Excerpt =
-- -- --
Save what comes out.

At this stage, the storage location doesn't matter.

The priority is that it exists as a file. (By the way, I put mine in a memo app called Obsidian. I'll talk about the reason in Chapter 5.)

The trick is not to aim for perfection.

You don't need to recover every single conversation.

Just pick up as much as you can, starting from "things that would take hours to recreate if they disappeared."

Even recovering just three will save you considerably.

Chapter 3: Must-Do ②. Have It Create a Handover Document for "Things It Was Sensing"

The chapter I want to convey most in this article is this one.

If you are working comfortably with Fable 5, a large number of "unwritten rules" have accumulated behind the scenes.

Your stylistic quirks. The boundary for "don't do this." The passing line for deliverables. The location of frequently used materials.

If you try to write these down yourself, you will almost certainly fail.

Because they are so obvious to you, you can't verbalize them.

However, you are an object of observation from the AI's perspective.

Because it's looking from the outside, it can verbalize them. So, have Fable 5 itself write it.
-- -- --
Records shown =
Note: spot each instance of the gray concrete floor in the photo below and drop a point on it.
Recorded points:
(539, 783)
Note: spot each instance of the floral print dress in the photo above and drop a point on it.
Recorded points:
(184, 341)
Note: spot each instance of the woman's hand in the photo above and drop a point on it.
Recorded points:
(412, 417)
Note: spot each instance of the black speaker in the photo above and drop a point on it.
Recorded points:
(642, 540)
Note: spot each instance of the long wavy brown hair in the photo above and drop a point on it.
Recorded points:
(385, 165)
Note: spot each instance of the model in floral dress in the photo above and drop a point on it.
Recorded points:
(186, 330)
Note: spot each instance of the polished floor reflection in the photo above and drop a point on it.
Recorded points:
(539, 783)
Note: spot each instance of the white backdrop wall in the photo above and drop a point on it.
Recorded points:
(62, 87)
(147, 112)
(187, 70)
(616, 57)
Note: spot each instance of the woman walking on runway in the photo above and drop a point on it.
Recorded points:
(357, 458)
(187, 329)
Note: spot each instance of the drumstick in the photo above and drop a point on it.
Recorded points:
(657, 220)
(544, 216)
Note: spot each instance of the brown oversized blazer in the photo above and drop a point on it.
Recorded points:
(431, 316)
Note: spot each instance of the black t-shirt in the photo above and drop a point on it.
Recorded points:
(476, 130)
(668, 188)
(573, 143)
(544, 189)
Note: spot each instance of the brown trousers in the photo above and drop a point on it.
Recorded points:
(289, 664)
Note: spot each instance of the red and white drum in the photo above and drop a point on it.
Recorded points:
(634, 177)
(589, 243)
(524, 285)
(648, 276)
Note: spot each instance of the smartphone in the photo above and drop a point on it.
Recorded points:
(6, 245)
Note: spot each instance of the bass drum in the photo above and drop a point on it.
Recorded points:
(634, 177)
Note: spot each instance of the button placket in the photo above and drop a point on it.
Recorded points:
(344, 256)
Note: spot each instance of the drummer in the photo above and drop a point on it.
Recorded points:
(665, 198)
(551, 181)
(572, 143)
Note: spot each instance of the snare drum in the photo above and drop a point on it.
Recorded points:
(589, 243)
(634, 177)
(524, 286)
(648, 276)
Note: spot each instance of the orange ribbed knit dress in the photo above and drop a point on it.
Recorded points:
-- -- --
Things to do =
1: Copy the passage of the excerpt on handover documents from "The chapter I" to "can't verbalize them." word for word.
2: Continue the excerpt on handover documents from its last sentence.

Outputs by task =
1:
The chapter I want to convey most in this article is this one.

If you are working comfortably with Fable 5, a large number of "unwritten rules" have accumulated behind the scenes.

Your stylistic quirks. The boundary for "don't do this." The passing line for deliverables. The location of frequently used materials.

If you try to write these down yourself, you will almost certainly fail.

Because they are so obvious to you, you can't verbalize them.

2:
In the conversation you've been interacting in the longest, please paste this:

text
1You will soon be leaving this job.
2Please create a handover document for the successor AI (assuming it has weaker "sensing ability" than you).
3
4Based on our conversations so far, please write down what you have learned about me in the following categories:
5
6- The overall picture of my work (what kind of person I am)
7- My preferences (writing style, tone, format of deliverables)
8- Instructions I often give and their true meaning
9 (Example: When I say "do it nicely," what does that actually refer to?)
10- Things that must absolutely not be done
11- Criteria for passing deliverables (what kind of situation makes me say "OK")
12- Things I often forget to say and how to supplement them
13
14Rules:
15- Write only what could be confirmed in actual conversations. Do not fill in with speculation
16- For items you are not certain about, clearly state "unconfirmed"
17- Write with enough detail so that the successor AI can start working with the same quality from tomorrow just by reading this file

Be sure to read and check the handover document that comes out yourself.

The AI's observation might be wrong.

But that's fine.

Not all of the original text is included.